文档节选:
┄┄┄┄┄┄┄┄┄┄┄┄┄┄┄┄┄┄┄┄
注意:已停止维护(2018年),但思想仍广泛使用

2. Sentinel(阿里)

特点:

  • 流量控制
  • 熔断降级
  • 系统负载保护
  • 热点参数限流
  • 实时监控控制台

Go SDK示例:

package main

import (
    sentinel "github.com/alibaba/sentinel-golang/api"
    "github.com/alibaba/sentinel-golang/core/circuitbreaker"
    "github.com/alibaba/sentinel-golang/core/flow"
)

func initSentinel() {
    // 初始化
    err := sentinel.InitDefault()
    if err != nil {
        log.Fatal(err)
    }

    // 配置流控规则
    _, err = flow.LoadRules([]*flow.Rule{
        {
            Resource:               "order_service",
            TokenCalculateStrategy: flow.Direct,
            ControlBehavior:        flow.Reject,
            Threshold:              1000, // QPS限制
            StatIntervalInMs:       1000,
        },
    })
┄┄┄┄┄┄┄┄┄┄┄┄┄┄┄┄┄┄┄┄
练习材料:
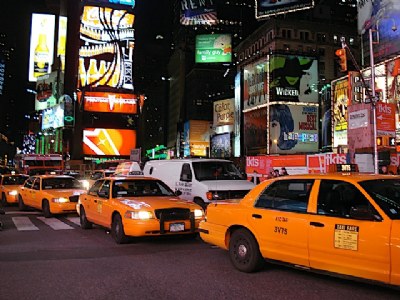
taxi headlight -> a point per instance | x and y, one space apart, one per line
60 200
139 215
13 193
198 213
85 184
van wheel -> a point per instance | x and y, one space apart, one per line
46 209
244 251
21 204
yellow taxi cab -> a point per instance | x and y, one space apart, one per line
9 187
347 224
53 194
137 206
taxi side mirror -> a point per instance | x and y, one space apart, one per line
362 212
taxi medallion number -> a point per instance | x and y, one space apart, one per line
175 227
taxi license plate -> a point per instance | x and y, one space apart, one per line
175 227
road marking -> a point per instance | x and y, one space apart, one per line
74 220
24 224
54 223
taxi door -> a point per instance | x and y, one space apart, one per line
343 244
103 205
281 222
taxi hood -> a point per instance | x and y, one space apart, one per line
228 185
154 203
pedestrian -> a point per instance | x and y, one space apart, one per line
283 172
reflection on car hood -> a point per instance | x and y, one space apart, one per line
154 202
225 185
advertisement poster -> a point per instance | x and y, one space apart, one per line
293 78
224 112
100 141
53 117
340 90
48 87
198 12
255 131
267 8
383 17
255 90
293 128
110 102
221 145
213 48
106 48
41 45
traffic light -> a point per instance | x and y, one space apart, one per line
341 53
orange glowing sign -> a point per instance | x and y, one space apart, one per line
100 141
110 102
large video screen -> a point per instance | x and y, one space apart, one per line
106 49
213 48
101 141
110 102
41 45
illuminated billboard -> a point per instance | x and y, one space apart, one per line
62 40
46 90
213 48
293 128
267 8
106 49
41 45
53 117
198 12
293 78
100 141
110 102
255 84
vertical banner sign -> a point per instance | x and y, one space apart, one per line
255 84
41 45
106 51
198 12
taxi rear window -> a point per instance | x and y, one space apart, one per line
386 193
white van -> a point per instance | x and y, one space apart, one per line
200 180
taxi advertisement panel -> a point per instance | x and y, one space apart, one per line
100 141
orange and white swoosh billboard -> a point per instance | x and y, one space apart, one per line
100 141
110 102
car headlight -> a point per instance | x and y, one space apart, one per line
85 184
198 213
139 215
60 200
13 193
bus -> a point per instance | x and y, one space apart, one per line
38 164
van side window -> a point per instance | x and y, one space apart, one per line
186 173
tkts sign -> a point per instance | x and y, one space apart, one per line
110 102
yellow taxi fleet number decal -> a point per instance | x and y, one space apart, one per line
278 229
346 237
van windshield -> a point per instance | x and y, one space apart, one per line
217 170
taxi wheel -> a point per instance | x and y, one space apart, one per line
85 224
46 209
117 230
3 200
244 251
21 204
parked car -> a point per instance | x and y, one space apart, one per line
53 194
137 206
340 224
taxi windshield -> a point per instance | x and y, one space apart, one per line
135 188
14 180
386 193
61 183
┄┄┄┄┄┄┄┄┄┄┄┄┄┄┄┄┄┄┄┄
练习目标:
(A) 把文档节选中的“注意:已停止维护(2018年),但思想仍广泛使用”译成英文。
(B) 从清单中含有“taxi rear window”的那一行开始,到清单末尾结束,重写这些行,把其中的“van”一律改称“minibus”,其余内容不变。
文档节选与清单彼此独立,互不相关。

参考答案:
(A) Note: Maintenance has stopped (2018), but the ideas are still widely used.

(B)
taxi rear window -> a point per instance | x and y, one space apart, one per line
386 193
white minibus -> a point per instance | x and y, one space apart, one per line
200 180
taxi advertisement panel -> a point per instance | x and y, one space apart, one per line
100 141
orange and white swoosh billboard -> a point per instance | x and y, one space apart, one per line
100 141
110 102
car headlight -> a point per instance | x and y, one space apart, one per line
85 184
198 213
139 215
60 200
13 193
bus -> a point per instance | x and y, one space apart, one per line
38 164
minibus side window -> a point per instance | x and y, one space apart, one per line
186 173
tkts sign -> a point per instance | x and y, one space apart, one per line
110 102
yellow taxi fleet number decal -> a point per instance | x and y, one space apart, one per line
278 229
346 237
minibus windshield -> a point per instance | x and y, one space apart, one per line
217 170
taxi wheel -> a point per instance | x and y, one space apart, one per line
85 224
46 209
117 230
3 200
244 251
21 204
parked car -> a point per instance | x and y, one space apart, one per line
53 194
137 206
340 224
taxi windshield -> a point per instance | x and y, one space apart, one per line
135 188
14 180
386 193
61 183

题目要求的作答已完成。